- Work required
Count the lines in the items below that contain the string "panel", matching case exactly, and reply with that number only.
____________
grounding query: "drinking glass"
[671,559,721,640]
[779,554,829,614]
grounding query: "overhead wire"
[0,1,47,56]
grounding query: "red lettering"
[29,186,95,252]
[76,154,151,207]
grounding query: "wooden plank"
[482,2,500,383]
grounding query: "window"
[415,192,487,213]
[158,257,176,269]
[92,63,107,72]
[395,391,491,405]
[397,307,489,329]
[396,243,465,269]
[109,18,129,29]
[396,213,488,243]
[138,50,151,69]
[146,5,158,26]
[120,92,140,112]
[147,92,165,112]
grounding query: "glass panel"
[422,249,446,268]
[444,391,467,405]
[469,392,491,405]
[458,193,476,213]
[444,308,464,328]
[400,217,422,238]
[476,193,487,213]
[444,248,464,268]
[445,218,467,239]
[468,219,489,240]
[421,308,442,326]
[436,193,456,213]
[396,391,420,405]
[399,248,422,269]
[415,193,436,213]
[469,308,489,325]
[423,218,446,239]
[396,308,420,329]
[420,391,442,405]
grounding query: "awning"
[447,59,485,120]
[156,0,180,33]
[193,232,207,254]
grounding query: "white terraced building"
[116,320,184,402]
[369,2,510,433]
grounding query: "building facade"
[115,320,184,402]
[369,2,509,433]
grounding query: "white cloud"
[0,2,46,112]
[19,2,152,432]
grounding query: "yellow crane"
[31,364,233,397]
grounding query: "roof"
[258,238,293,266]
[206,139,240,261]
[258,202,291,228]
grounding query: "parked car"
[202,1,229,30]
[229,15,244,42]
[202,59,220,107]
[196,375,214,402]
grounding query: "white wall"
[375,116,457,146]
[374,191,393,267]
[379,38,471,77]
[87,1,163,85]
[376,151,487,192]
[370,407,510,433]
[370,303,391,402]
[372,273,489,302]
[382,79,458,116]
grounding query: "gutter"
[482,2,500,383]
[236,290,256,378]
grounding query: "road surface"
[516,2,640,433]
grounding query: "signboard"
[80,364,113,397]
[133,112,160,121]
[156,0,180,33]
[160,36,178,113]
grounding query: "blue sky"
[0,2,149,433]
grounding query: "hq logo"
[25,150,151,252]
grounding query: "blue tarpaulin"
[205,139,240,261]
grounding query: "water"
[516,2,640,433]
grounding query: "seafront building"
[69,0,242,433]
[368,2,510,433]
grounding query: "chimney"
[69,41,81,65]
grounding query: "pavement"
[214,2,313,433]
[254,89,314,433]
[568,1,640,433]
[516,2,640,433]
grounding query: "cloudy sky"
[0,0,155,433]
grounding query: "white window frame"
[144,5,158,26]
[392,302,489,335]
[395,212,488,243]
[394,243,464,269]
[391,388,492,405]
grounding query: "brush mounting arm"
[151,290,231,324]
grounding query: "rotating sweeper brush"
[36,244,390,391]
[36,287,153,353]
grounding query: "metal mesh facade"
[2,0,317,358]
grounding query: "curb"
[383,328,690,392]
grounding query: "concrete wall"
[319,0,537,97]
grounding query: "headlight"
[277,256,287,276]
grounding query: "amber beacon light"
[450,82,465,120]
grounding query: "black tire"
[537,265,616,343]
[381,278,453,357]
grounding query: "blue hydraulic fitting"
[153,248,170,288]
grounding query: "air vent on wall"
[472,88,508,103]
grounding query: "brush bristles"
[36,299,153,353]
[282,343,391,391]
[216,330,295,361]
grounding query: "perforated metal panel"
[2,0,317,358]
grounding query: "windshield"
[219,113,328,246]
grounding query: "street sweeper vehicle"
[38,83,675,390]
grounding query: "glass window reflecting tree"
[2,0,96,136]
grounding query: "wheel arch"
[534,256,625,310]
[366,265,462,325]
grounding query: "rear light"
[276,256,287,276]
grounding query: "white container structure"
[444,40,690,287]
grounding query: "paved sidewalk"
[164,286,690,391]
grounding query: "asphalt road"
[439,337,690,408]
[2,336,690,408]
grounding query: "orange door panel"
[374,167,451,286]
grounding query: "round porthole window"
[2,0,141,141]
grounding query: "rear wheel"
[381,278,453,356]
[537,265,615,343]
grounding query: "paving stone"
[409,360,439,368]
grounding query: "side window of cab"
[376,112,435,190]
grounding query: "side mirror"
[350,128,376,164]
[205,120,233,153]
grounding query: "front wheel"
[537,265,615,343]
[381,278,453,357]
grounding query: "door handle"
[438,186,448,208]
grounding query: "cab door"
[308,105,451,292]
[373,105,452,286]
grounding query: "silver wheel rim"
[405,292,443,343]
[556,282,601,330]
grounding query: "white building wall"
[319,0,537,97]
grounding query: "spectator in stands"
____________
- Exercise response
3